*Exercise details*.
From the entries below, copy every line where the string "marking" appears.

▼▼▼

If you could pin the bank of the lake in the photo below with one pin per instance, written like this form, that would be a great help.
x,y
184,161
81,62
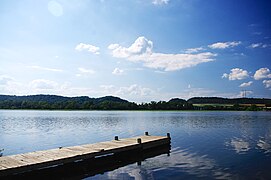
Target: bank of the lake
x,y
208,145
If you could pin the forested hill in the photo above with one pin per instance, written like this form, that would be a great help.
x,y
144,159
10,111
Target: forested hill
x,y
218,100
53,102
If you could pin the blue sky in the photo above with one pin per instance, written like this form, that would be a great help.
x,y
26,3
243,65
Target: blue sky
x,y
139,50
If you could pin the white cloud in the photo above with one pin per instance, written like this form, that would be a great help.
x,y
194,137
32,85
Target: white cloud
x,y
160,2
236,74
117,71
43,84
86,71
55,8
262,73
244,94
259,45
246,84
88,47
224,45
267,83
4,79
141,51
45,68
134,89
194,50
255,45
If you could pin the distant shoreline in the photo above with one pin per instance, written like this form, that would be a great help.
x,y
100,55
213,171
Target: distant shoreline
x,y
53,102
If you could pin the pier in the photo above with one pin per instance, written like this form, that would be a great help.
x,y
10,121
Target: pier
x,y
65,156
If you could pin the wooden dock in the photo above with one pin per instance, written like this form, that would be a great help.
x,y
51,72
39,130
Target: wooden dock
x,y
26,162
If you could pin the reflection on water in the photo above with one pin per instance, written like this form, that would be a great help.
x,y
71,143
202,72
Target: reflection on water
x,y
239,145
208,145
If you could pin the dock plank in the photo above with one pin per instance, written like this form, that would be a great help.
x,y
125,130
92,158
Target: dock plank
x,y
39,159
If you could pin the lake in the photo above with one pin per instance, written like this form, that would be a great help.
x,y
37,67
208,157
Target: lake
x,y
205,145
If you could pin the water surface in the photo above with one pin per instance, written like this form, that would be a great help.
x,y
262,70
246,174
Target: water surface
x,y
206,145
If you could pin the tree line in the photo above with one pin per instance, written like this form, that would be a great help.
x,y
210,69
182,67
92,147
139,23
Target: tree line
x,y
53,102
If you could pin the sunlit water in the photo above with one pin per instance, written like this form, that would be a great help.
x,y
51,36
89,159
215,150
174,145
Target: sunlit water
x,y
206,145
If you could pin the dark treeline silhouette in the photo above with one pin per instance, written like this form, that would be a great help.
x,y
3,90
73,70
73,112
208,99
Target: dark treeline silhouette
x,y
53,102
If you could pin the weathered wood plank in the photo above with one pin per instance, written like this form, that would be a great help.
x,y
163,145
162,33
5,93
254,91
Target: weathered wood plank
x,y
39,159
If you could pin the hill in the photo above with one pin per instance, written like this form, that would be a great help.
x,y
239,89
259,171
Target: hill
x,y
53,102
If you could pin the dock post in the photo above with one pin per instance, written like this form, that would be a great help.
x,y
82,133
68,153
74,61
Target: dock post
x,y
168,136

▲▲▲
▼▼▼

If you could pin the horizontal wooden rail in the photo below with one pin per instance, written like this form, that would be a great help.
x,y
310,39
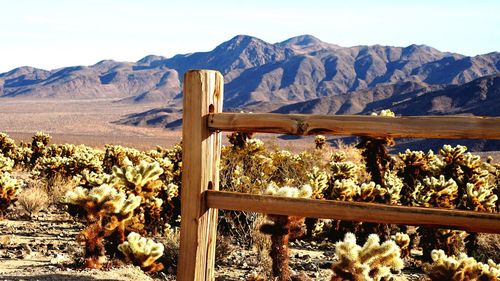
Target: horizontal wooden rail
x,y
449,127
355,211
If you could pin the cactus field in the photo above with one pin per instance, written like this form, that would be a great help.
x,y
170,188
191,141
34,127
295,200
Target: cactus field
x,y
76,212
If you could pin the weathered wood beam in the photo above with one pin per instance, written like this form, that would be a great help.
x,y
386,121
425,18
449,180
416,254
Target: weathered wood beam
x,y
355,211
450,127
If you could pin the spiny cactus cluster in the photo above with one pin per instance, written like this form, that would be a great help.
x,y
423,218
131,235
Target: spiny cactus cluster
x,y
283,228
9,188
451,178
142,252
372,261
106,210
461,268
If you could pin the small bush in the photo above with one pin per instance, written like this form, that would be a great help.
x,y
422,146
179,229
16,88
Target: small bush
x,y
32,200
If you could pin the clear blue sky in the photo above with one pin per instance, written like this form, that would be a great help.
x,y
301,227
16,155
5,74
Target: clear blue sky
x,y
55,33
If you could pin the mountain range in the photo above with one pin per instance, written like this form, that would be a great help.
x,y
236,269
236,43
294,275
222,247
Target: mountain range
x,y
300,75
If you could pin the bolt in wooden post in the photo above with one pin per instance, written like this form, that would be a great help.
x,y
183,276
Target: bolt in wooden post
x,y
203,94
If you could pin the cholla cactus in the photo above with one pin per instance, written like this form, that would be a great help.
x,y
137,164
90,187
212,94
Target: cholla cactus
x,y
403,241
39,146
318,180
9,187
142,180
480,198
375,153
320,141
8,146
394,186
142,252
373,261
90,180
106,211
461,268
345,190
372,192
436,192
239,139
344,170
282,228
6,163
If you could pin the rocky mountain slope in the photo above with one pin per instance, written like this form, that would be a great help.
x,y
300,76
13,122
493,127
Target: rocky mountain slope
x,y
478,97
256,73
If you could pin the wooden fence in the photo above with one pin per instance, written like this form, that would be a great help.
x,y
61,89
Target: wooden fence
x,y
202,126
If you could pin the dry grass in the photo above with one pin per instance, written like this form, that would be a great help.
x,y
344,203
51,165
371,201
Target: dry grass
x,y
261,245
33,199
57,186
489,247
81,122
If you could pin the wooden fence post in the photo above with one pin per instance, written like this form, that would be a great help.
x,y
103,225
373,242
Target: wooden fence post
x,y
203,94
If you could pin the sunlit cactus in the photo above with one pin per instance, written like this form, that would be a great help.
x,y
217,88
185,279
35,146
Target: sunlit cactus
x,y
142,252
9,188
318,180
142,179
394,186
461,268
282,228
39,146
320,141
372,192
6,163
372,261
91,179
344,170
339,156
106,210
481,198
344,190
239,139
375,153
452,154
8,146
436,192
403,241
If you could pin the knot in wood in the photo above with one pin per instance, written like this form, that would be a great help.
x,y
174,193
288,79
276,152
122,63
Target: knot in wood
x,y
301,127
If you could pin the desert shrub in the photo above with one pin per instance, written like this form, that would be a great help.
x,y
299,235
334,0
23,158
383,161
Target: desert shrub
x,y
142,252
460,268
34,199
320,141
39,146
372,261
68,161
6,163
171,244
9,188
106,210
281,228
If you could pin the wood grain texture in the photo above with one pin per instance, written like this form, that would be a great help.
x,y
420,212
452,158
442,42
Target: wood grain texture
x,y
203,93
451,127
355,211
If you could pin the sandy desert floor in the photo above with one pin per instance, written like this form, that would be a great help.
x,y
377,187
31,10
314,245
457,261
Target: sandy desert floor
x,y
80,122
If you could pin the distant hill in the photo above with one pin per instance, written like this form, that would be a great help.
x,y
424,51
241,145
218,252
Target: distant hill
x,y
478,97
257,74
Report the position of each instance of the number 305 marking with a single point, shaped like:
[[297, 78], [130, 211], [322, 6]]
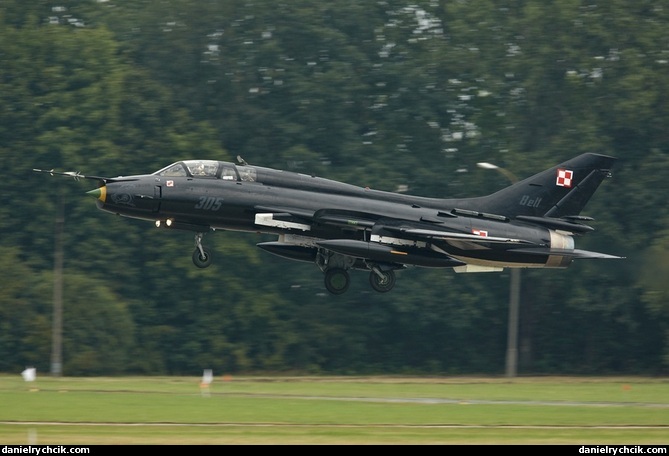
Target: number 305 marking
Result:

▲▲▲

*Your solution*.
Report the position of each instance of the number 305 marking with a single point, shaped like:
Target: number 305 marking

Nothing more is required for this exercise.